▶ _DOCUMENT SEGMENT_:
————

4.  The prosecutive merit of the complaint, i.e., whether there is evidence upon which a Grand Jury may be expected to return an indictment…. 

5.  The desirability of trial and disposition of the entire offense in one court when the juvenile's associates in the alleged offense are adults who will be charged with a crime…. 

6.  The sophistication and maturity of the juvenile as determined by consideration of his home, environmental situation, emotional attitude and pattern of living. 

7.  The record and previous [criminal or adjudicative] history of the juvenile…. 

8.  The prospects for adequate protection of the public and the likelihood of reasonable rehabilitation of the juvenile (if he is found to have committed the alleged offense) by the use of procedures, services and facilities currently available to the Juvenile Court.

State v. Corey D., 339 S.C. 107, 117 n.4, 529 S.E.2d 20, 26 n.4 (2000) (quoting Kent, 383 U.S. at 566-67).

The family court order that transferred jurisdiction over Chase to the circuit court contained findings of facts regarding all of the Kent factors.  Chase argues some of these findings were not supported by evidence and the court’s findings were conclusory.

————

▶ _DATA EXTRACT_:
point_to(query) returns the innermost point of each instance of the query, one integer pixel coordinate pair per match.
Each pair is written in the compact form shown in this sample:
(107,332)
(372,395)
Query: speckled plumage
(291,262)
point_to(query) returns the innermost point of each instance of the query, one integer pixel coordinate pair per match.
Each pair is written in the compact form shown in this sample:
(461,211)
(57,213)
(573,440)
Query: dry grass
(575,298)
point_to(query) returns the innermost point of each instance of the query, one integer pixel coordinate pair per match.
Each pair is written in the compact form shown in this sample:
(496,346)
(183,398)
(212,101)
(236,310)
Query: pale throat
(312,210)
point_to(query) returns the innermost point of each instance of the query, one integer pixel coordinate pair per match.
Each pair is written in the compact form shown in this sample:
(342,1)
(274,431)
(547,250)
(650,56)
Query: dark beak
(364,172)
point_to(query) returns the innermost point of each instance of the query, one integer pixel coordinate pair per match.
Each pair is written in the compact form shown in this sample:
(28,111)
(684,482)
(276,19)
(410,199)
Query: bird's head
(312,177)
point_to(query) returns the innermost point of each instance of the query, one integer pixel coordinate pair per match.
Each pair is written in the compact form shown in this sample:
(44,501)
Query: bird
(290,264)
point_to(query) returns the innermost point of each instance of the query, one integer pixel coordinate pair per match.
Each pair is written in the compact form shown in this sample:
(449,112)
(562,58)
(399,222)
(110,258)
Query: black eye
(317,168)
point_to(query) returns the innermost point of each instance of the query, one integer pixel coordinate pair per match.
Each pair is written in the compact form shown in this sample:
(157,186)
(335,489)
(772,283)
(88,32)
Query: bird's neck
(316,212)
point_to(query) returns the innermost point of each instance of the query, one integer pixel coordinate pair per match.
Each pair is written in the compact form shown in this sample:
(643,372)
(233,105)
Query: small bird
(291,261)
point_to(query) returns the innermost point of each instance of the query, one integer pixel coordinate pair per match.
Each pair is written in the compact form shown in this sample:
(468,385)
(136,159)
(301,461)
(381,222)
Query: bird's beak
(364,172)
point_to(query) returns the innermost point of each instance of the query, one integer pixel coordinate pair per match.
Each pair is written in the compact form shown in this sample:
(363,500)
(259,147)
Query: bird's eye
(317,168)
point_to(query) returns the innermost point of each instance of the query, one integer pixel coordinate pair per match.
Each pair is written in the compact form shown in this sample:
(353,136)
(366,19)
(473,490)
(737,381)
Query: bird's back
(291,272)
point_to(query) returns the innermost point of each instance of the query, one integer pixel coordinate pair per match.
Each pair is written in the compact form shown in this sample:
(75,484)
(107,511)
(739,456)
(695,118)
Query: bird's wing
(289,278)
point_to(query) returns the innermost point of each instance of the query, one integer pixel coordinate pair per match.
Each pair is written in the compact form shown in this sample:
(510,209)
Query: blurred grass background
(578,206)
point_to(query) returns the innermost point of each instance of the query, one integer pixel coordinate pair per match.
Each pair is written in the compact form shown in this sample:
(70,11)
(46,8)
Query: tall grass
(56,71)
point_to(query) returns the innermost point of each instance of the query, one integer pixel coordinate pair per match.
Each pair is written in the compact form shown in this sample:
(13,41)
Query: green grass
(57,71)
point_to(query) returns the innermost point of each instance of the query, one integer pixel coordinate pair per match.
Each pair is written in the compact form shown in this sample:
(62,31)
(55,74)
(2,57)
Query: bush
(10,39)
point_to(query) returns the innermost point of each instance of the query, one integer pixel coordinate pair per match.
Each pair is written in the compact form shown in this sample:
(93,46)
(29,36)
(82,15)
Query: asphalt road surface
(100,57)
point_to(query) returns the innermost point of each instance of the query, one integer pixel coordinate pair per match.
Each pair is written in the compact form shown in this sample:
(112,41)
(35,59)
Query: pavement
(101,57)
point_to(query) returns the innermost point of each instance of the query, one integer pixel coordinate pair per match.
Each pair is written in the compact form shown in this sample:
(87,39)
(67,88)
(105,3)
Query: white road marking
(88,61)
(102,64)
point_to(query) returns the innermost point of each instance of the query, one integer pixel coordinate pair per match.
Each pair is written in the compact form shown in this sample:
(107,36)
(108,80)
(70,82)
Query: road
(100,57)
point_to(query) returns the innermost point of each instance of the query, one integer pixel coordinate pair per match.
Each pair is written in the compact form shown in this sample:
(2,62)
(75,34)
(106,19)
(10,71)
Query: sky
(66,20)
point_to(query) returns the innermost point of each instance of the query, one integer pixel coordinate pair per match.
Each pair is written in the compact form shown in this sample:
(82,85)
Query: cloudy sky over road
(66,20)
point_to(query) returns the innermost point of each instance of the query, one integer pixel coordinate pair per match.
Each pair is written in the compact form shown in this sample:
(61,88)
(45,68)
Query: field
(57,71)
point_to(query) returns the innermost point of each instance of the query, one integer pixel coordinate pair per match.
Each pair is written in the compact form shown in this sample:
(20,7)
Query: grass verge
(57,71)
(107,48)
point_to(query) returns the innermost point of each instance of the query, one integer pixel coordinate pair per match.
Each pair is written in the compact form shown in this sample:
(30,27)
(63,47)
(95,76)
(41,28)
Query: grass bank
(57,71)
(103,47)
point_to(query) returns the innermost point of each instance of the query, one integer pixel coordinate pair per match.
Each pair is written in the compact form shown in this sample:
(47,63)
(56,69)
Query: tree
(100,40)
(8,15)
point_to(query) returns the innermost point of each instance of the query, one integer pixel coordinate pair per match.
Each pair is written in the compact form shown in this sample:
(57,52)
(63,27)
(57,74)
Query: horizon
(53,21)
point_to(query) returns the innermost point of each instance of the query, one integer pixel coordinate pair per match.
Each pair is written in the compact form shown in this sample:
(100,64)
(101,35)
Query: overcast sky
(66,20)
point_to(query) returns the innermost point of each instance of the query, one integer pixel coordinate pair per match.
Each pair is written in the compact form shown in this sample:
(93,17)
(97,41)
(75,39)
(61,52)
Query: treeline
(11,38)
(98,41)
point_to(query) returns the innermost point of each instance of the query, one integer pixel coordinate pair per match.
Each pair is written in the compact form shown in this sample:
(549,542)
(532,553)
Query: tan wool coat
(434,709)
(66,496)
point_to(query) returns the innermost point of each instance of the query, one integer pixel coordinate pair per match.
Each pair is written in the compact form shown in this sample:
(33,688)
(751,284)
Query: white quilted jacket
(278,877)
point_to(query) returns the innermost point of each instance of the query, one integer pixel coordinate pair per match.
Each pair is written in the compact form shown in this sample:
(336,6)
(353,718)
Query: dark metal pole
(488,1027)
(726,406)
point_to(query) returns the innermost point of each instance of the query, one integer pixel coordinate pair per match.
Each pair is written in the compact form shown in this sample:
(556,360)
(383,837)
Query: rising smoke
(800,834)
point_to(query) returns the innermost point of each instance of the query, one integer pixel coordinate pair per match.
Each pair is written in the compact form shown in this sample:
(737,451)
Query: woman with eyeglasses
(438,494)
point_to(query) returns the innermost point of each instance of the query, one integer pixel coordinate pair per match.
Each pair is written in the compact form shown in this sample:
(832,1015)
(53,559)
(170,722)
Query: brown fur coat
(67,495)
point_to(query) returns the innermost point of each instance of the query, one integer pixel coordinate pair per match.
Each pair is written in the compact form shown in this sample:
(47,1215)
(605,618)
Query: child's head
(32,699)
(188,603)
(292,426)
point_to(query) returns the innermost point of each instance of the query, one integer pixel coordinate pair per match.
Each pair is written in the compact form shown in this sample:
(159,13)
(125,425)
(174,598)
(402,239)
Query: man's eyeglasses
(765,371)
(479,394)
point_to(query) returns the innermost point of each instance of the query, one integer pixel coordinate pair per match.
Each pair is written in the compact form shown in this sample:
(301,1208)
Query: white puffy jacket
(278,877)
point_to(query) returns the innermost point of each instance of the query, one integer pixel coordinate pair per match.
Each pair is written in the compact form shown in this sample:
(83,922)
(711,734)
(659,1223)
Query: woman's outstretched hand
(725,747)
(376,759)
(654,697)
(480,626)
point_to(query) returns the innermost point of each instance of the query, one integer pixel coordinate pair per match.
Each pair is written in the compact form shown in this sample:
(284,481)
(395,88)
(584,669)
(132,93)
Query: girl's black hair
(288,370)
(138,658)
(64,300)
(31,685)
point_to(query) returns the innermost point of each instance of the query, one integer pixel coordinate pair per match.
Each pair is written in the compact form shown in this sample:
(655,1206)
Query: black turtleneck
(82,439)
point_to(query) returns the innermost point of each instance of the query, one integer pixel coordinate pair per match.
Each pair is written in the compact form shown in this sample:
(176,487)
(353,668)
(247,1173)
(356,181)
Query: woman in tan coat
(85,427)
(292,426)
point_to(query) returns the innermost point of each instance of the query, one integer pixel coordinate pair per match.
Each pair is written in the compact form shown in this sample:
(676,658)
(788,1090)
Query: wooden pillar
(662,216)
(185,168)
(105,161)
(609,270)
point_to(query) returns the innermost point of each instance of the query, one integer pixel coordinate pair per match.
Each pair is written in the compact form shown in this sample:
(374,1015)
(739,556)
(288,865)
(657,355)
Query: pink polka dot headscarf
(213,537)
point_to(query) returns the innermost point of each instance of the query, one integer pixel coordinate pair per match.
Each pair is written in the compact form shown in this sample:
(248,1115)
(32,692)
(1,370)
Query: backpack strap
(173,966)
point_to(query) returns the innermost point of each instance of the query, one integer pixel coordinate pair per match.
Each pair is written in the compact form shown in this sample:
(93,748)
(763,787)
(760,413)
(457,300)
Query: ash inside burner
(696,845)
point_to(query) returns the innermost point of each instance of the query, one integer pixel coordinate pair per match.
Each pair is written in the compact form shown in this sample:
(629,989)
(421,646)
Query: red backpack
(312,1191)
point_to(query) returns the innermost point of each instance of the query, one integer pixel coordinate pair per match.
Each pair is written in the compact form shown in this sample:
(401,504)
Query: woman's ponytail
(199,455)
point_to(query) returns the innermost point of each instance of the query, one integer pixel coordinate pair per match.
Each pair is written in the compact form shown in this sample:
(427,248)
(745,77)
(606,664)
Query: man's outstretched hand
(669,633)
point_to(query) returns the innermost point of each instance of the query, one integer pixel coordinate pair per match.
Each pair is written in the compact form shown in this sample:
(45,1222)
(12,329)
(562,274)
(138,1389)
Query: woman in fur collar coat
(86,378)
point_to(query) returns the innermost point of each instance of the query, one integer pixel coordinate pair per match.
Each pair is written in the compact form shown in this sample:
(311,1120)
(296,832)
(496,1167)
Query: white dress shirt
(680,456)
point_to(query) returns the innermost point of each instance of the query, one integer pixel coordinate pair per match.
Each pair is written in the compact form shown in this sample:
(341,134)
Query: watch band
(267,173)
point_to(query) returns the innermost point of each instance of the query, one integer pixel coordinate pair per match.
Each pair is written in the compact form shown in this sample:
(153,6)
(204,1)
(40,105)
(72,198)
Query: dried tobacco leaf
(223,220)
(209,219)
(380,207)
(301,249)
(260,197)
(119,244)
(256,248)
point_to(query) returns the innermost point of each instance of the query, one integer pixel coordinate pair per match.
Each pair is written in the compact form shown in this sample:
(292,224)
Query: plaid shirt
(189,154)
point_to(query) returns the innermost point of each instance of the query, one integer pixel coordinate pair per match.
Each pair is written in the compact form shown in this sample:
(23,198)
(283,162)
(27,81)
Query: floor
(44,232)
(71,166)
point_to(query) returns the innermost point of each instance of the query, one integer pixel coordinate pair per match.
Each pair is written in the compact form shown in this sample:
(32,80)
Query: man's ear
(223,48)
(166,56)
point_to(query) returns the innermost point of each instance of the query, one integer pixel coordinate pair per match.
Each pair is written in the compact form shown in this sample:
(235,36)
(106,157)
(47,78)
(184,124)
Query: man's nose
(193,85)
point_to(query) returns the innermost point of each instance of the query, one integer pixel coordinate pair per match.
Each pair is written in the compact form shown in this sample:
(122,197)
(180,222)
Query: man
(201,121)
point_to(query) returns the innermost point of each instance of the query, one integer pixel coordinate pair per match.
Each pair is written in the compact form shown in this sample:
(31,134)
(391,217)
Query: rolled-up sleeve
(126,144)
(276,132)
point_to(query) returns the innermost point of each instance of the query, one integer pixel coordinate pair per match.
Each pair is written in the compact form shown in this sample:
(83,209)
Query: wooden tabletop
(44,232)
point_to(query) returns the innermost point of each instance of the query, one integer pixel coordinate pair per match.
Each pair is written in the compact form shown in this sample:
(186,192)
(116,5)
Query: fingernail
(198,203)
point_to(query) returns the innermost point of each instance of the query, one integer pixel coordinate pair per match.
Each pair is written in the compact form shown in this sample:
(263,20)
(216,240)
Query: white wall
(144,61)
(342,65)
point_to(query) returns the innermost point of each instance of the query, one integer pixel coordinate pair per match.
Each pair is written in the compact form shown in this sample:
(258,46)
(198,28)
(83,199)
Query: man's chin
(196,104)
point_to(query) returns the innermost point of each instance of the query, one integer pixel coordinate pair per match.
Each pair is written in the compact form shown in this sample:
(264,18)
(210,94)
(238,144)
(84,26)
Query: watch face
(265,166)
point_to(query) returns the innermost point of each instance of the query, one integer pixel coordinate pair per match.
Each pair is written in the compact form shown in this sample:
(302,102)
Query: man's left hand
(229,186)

————

▶ _TASK TO COMPLETE_: Copy out the entire legal passage above on transferring a juvenile to circuit court, word for word.

▶ _RESULT OF THIS EXERCISE_:
4.  The prosecutive merit of the complaint, i.e., whether there is evidence upon which a Grand Jury may be expected to return an indictment…. 

5.  The desirability of trial and disposition of the entire offense in one court when the juvenile's associates in the alleged offense are adults who will be charged with a crime…. 

6.  The sophistication and maturity of the juvenile as determined by consideration of his home, environmental situation, emotional attitude and pattern of living. 

7.  The record and previous [criminal or adjudicative] history of the juvenile…. 

8.  The prospects for adequate protection of the public and the likelihood of reasonable rehabilitation of the juvenile (if he is found to have committed the alleged offense) by the use of procedures, services and facilities currently available to the Juvenile Court.

State v. Corey D., 339 S.C. 107, 117 n.4, 529 S.E.2d 20, 26 n.4 (2000) (quoting Kent, 383 U.S. at 566-67).

The family court order that transferred jurisdiction over Chase to the circuit court contained findings of facts regarding all of the Kent factors.  Chase argues some of these findings were not supported by evidence and the court’s findings were conclusory.